═════ Exercise passage ═════
Alanya Alaaddin Keykubat University
- University logo
- Motto: Biz kökleri mazide, hedefleri atide olan bir üniversiteyiz
- Type: Public university
- Established: 23 April 2015
- Rector: Prof. Dr. Kenan Ahmet Türkdoğan
- Students: 15,081 (2023–24)
- Undergraduates: 9,022 (2023–24)
- Postgraduates: 511 (2023–24)
- Doctoral students: 93 (2023–24)
- Location: Kestel Mahallesi, Üniversite Caddesi No: 80, Alanya/Antalya, Alanya, Antalya, Turkey 36°33′00″N 32°00′00″E﻿ / ﻿36.550°N 32.000°E
- Campus: Alanya (Kestel);
- Language: Turkish, English
- Colors: Turquoise and Navy Blue
- Website: www.alanya.edu.tr

= Alanya Alaaddin Keykubat University =

Public university in Antalya, Turkey

Alanya Alaaddin Keykubat University is a public university located in Alanya, Antalya Province, Turkey. It was established by law published in the Official Gazette on April 23, 2015, and is named after the Anatolian Seljuk Sultan Alaaddin Keykubat.

As of the 2023–2024 academic year, the university hosts a total of 15,081 students: 9,022 undergraduates, 511 graduate students, and 93 doctoral students. The university offers a diverse range of undergraduate and graduate programs across its faculties and vocational schools. The academic staff comprises 59 professors, 75 associate professors, 180 assistant professors, 172 lecturers, and 131 research assistants, totaling 617 academic personnel. The current rector is Prof. Dr. Kenan Ahmet Türkdoğan.
═════ Record set ═════
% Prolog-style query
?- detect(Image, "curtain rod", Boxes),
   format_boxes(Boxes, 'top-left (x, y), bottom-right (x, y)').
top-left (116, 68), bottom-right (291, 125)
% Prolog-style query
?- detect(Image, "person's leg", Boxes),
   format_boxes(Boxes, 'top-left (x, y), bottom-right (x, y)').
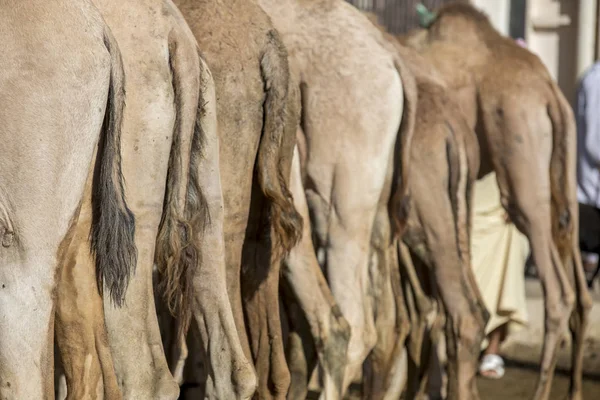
top-left (484, 324), bottom-right (506, 354)
top-left (579, 203), bottom-right (600, 286)
top-left (479, 324), bottom-right (506, 379)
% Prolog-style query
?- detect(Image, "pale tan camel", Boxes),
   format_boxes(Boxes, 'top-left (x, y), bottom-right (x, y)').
top-left (409, 4), bottom-right (592, 399)
top-left (282, 141), bottom-right (350, 399)
top-left (0, 0), bottom-right (136, 399)
top-left (260, 0), bottom-right (416, 397)
top-left (176, 0), bottom-right (302, 399)
top-left (57, 0), bottom-right (254, 399)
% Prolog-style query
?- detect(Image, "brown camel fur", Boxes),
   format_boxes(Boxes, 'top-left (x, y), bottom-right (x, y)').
top-left (358, 15), bottom-right (487, 398)
top-left (260, 0), bottom-right (416, 398)
top-left (176, 0), bottom-right (302, 399)
top-left (409, 4), bottom-right (592, 400)
top-left (57, 0), bottom-right (254, 399)
top-left (0, 0), bottom-right (136, 399)
top-left (282, 142), bottom-right (350, 399)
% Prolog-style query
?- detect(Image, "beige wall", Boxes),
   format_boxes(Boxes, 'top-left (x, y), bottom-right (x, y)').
top-left (471, 0), bottom-right (510, 35)
top-left (471, 0), bottom-right (600, 102)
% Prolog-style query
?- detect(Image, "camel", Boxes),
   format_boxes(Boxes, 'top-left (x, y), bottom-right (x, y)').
top-left (260, 0), bottom-right (416, 398)
top-left (407, 3), bottom-right (592, 399)
top-left (0, 0), bottom-right (136, 399)
top-left (57, 0), bottom-right (254, 399)
top-left (282, 141), bottom-right (350, 399)
top-left (356, 14), bottom-right (487, 399)
top-left (176, 0), bottom-right (302, 399)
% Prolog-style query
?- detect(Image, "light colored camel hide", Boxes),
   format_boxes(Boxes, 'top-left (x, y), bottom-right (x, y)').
top-left (260, 0), bottom-right (416, 398)
top-left (409, 4), bottom-right (592, 400)
top-left (58, 0), bottom-right (251, 399)
top-left (0, 0), bottom-right (135, 399)
top-left (176, 0), bottom-right (302, 399)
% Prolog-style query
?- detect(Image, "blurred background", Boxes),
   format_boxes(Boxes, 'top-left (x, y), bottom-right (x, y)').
top-left (348, 0), bottom-right (600, 104)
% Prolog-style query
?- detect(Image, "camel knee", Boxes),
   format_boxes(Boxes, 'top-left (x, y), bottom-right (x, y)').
top-left (232, 360), bottom-right (258, 400)
top-left (446, 311), bottom-right (485, 354)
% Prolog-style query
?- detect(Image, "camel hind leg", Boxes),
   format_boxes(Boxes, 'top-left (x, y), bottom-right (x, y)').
top-left (486, 98), bottom-right (575, 400)
top-left (567, 231), bottom-right (592, 400)
top-left (283, 148), bottom-right (350, 399)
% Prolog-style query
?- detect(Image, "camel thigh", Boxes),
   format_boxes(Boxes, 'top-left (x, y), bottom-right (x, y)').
top-left (327, 228), bottom-right (377, 393)
top-left (193, 253), bottom-right (256, 400)
top-left (104, 228), bottom-right (179, 400)
top-left (569, 243), bottom-right (593, 400)
top-left (436, 268), bottom-right (485, 400)
top-left (280, 281), bottom-right (317, 400)
top-left (0, 255), bottom-right (55, 400)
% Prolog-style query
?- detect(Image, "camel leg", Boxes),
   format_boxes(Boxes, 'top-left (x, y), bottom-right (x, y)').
top-left (191, 90), bottom-right (256, 400)
top-left (425, 222), bottom-right (486, 400)
top-left (568, 242), bottom-right (593, 400)
top-left (281, 281), bottom-right (317, 400)
top-left (283, 148), bottom-right (350, 399)
top-left (310, 177), bottom-right (378, 393)
top-left (398, 242), bottom-right (433, 368)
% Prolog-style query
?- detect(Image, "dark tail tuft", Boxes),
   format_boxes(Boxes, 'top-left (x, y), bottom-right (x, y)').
top-left (257, 31), bottom-right (302, 255)
top-left (548, 82), bottom-right (577, 260)
top-left (90, 29), bottom-right (137, 307)
top-left (155, 33), bottom-right (208, 337)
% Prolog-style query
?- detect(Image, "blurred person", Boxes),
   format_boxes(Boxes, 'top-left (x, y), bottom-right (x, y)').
top-left (576, 61), bottom-right (600, 287)
top-left (471, 172), bottom-right (529, 379)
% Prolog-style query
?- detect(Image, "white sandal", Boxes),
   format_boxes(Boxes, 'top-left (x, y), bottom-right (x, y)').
top-left (479, 354), bottom-right (504, 379)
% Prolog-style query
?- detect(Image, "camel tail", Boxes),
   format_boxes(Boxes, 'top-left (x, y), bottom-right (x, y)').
top-left (90, 28), bottom-right (137, 307)
top-left (257, 31), bottom-right (302, 255)
top-left (548, 82), bottom-right (578, 260)
top-left (390, 56), bottom-right (417, 236)
top-left (155, 34), bottom-right (209, 337)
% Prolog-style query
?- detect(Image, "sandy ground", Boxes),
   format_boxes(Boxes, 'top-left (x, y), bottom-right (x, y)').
top-left (477, 366), bottom-right (600, 400)
top-left (332, 364), bottom-right (600, 400)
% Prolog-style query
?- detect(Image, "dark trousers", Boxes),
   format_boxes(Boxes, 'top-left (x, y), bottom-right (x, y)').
top-left (579, 203), bottom-right (600, 254)
top-left (579, 203), bottom-right (600, 288)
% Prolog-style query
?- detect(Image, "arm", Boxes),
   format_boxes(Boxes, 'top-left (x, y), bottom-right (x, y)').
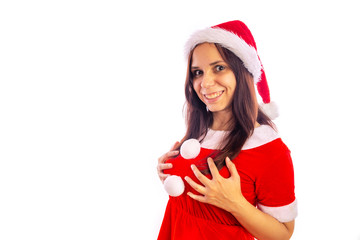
═════
**Tasks to complete:**
1. In the university article, who is the Anatolian Seljuk Sultan the university is named after?
2. Reproduce the part of the university article starting at "As of the 2023–2024" and ending at "Kenan Ahmet Türkdoğan.".

**Results for the exercise:**
1. Alaaddin Keykubat

2.
As of the 2023–2024 academic year, the university hosts a total of 15,081 students: 9,022 undergraduates, 511 graduate students, and 93 doctoral students. The university offers a diverse range of undergraduate and graduate programs across its faculties and vocational schools. The academic staff comprises 59 professors, 75 associate professors, 180 assistant professors, 172 lecturers, and 131 research assistants, totaling 617 academic personnel. The current rector is Prof. Dr. Kenan Ahmet Türkdoğan.